## What you have to do
Find all the lines in the entries below that hold the word "grass" and copy them.

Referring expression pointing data
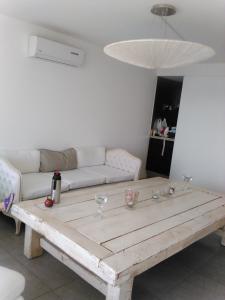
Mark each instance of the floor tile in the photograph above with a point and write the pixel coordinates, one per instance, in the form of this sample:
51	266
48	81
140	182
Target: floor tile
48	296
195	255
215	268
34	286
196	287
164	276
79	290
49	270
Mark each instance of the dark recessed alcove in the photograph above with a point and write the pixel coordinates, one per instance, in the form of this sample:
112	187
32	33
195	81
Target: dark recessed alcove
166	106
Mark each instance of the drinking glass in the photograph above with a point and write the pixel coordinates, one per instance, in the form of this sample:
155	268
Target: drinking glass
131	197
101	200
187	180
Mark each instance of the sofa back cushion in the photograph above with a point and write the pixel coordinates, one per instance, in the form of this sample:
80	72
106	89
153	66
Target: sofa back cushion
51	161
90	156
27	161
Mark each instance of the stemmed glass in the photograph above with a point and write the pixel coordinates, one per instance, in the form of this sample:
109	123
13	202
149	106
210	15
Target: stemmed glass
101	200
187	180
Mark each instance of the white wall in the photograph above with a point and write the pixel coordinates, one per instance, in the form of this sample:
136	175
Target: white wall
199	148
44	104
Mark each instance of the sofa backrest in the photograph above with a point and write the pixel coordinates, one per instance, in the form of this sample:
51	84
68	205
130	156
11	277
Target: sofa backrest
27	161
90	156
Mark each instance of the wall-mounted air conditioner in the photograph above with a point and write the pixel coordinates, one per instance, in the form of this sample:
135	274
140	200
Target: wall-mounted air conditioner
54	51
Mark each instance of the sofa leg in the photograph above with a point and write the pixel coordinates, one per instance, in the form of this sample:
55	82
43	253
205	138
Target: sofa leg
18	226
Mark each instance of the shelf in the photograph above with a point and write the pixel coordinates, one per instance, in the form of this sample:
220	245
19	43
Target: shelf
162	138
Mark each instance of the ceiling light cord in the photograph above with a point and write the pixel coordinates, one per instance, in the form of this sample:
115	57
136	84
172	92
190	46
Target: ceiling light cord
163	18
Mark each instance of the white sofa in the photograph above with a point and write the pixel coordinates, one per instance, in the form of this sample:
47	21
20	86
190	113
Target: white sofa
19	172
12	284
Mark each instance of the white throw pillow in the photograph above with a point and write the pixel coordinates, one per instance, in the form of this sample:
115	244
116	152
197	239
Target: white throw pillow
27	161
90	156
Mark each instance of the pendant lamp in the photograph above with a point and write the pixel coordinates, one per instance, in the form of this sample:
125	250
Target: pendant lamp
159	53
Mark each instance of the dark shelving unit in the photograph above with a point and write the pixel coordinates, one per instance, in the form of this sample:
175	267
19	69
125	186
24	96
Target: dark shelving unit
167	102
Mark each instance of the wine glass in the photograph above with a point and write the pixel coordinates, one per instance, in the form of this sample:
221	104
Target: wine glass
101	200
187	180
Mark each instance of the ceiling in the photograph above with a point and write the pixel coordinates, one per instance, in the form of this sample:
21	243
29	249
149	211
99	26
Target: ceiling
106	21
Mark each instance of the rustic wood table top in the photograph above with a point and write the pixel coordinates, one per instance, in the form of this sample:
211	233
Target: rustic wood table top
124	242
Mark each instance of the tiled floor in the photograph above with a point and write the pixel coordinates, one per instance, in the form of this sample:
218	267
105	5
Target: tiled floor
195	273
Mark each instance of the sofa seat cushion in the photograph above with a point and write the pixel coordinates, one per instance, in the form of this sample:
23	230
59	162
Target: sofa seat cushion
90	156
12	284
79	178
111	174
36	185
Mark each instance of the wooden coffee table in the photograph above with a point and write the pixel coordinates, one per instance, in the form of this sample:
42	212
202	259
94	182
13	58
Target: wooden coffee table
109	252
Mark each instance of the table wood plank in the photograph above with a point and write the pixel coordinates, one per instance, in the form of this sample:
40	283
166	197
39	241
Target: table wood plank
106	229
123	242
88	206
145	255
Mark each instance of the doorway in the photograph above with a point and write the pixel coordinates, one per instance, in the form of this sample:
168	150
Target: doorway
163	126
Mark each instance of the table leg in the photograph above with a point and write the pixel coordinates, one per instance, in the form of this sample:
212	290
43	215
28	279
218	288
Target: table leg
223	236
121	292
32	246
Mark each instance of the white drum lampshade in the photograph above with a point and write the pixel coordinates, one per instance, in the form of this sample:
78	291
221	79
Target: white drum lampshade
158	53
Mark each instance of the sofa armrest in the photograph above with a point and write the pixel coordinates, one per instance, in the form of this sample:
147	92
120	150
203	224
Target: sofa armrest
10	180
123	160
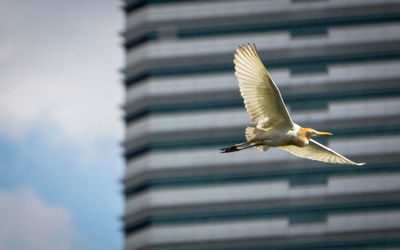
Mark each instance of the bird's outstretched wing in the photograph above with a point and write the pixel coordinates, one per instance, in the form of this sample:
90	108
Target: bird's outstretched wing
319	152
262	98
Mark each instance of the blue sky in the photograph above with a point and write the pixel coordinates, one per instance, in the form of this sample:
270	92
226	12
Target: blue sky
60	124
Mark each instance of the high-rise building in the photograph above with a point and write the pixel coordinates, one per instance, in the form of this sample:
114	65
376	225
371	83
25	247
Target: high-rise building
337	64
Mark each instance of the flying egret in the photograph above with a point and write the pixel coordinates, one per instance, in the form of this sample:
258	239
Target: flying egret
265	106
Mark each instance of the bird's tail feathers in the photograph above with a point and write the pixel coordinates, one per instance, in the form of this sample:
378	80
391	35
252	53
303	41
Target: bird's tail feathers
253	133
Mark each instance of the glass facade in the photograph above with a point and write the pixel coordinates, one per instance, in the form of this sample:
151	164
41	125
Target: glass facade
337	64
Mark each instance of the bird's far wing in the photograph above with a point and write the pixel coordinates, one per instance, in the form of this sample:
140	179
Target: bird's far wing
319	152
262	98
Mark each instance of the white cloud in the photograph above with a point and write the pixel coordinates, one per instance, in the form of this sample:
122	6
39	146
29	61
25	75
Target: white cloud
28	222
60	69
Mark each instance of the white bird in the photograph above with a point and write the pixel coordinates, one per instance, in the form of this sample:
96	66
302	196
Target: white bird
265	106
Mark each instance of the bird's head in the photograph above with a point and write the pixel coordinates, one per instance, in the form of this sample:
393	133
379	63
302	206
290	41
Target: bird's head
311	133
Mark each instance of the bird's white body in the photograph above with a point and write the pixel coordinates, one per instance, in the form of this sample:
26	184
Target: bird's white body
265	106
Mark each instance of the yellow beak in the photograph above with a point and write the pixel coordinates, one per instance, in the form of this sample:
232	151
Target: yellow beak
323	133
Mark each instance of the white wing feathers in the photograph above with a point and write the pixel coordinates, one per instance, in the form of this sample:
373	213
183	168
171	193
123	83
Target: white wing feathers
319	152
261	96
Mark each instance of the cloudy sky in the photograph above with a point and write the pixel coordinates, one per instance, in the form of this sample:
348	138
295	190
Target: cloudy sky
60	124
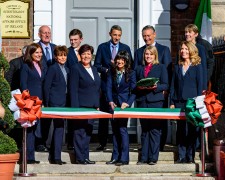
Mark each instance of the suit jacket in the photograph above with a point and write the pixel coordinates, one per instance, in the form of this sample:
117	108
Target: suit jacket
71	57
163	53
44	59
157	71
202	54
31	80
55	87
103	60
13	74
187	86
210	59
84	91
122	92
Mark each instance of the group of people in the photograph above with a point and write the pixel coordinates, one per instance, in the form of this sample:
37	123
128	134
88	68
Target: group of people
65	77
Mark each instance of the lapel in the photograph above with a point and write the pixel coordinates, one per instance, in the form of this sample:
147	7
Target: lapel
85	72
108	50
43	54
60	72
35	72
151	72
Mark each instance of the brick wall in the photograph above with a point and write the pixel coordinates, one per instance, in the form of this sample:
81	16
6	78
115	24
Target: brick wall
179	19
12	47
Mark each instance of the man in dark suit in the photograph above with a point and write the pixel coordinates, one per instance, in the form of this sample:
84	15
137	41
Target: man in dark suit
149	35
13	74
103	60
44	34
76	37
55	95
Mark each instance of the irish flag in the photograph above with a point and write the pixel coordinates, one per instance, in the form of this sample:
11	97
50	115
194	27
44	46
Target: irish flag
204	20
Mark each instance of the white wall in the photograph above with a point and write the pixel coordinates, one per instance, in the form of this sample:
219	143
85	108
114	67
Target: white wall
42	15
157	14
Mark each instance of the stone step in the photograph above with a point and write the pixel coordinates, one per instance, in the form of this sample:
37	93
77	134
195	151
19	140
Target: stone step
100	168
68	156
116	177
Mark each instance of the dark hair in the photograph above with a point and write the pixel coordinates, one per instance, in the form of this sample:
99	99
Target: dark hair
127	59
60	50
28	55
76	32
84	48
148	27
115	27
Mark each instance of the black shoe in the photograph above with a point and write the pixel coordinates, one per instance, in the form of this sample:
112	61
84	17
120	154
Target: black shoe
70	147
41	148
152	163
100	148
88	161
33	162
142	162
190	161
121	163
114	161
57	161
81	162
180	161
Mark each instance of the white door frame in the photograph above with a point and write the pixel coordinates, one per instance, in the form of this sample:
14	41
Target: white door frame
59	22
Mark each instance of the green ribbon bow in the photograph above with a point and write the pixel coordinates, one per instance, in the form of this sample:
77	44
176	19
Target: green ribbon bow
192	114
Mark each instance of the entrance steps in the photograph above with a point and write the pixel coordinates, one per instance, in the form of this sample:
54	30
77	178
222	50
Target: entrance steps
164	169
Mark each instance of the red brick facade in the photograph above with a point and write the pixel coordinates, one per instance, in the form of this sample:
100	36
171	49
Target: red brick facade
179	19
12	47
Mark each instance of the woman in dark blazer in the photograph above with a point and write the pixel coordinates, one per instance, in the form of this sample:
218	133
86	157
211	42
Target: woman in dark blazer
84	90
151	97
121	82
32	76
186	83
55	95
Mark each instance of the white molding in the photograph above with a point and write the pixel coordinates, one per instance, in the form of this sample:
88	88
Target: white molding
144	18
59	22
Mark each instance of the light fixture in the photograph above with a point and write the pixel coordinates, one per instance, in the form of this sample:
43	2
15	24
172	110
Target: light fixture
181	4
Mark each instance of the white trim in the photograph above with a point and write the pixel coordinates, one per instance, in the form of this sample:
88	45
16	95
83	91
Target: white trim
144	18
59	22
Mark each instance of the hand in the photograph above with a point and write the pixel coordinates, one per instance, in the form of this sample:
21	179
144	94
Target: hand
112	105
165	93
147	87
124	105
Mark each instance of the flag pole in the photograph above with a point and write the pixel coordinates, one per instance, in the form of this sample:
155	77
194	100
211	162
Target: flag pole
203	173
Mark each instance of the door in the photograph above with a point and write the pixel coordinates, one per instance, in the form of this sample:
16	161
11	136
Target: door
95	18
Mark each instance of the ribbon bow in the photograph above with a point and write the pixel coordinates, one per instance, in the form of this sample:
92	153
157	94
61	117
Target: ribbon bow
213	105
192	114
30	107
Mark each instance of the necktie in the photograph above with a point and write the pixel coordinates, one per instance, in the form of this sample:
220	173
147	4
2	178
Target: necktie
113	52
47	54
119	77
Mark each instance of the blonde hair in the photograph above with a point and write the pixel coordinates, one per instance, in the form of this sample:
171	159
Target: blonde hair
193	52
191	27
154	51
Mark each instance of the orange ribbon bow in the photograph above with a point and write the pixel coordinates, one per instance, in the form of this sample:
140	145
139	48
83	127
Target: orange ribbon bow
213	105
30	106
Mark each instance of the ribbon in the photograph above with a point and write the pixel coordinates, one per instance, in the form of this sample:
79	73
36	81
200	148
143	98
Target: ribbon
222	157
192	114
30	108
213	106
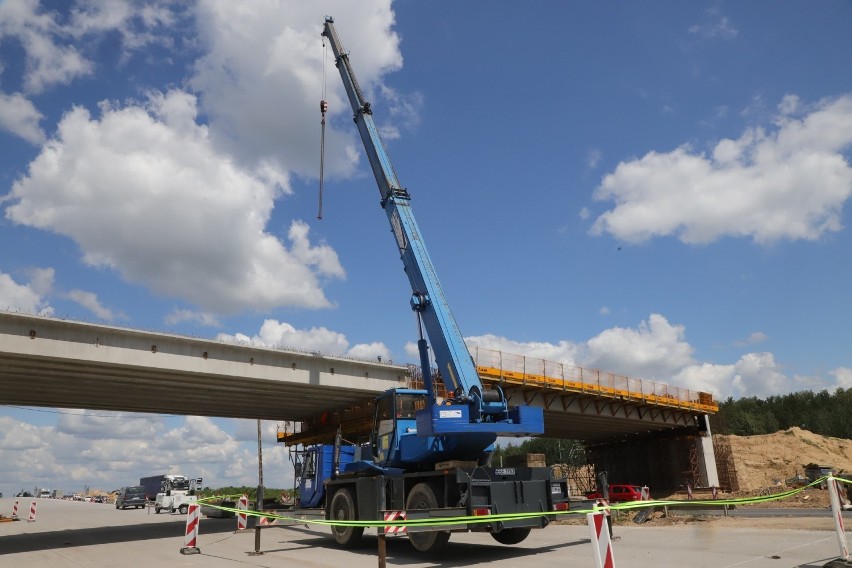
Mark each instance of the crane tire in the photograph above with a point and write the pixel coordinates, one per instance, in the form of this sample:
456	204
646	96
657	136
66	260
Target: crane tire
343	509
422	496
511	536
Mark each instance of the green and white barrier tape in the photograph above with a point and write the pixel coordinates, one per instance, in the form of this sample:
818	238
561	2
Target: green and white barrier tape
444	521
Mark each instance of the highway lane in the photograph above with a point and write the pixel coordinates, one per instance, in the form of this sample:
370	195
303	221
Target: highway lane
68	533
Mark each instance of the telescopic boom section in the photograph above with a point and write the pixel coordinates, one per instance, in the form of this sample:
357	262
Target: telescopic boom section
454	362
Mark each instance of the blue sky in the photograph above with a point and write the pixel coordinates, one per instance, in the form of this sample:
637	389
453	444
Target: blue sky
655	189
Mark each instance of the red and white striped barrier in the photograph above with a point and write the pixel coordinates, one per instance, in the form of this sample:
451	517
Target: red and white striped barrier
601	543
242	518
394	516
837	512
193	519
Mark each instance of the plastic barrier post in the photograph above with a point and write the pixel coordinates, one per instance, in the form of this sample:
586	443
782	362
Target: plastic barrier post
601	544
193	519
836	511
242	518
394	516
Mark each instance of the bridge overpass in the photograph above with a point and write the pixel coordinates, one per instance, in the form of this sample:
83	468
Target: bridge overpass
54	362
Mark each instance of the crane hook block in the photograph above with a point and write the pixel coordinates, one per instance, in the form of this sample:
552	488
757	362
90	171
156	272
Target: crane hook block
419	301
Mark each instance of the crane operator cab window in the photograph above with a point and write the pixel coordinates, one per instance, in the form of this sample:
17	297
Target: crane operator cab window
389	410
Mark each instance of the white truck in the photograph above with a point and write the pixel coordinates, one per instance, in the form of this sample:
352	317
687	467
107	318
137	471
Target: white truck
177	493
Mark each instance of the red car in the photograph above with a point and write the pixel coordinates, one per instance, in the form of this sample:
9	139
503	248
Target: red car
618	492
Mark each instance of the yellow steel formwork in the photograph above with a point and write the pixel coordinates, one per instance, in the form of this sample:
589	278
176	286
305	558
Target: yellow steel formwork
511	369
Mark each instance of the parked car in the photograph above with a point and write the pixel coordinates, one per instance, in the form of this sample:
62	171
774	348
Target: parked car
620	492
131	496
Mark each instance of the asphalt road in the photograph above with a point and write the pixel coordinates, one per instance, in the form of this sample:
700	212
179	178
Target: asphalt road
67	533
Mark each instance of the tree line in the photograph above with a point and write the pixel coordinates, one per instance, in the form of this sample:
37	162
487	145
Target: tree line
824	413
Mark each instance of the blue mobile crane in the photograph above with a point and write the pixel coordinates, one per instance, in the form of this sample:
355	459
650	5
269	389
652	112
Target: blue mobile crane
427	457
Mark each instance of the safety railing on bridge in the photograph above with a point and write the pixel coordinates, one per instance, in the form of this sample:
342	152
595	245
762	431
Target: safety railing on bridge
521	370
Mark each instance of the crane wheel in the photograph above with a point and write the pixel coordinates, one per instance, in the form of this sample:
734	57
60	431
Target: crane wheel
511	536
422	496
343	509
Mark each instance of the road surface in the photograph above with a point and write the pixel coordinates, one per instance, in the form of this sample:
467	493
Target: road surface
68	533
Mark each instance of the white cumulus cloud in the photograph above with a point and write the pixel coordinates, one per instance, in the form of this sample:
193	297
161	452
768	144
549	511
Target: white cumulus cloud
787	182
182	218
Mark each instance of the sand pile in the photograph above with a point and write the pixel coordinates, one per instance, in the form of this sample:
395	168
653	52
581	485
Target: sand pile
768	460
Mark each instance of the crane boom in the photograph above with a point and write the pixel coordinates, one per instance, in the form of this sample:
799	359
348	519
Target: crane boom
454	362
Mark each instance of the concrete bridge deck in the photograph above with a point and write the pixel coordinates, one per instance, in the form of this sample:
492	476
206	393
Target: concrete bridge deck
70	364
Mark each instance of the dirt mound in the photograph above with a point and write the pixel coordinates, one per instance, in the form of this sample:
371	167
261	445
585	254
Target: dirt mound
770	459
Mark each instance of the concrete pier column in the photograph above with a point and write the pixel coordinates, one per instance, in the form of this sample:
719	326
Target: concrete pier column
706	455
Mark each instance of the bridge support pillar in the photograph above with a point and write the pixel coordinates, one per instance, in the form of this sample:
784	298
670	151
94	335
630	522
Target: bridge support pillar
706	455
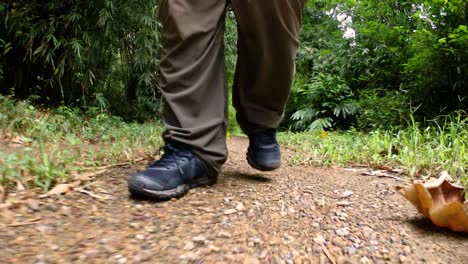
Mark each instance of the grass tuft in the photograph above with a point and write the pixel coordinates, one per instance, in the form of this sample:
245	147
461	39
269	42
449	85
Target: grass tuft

## Output for this task
Mark each instance of the grass tuft in the photograph above with a point and write the pixel coordinates, one per instance, in the form of this sample:
Target: grass tuft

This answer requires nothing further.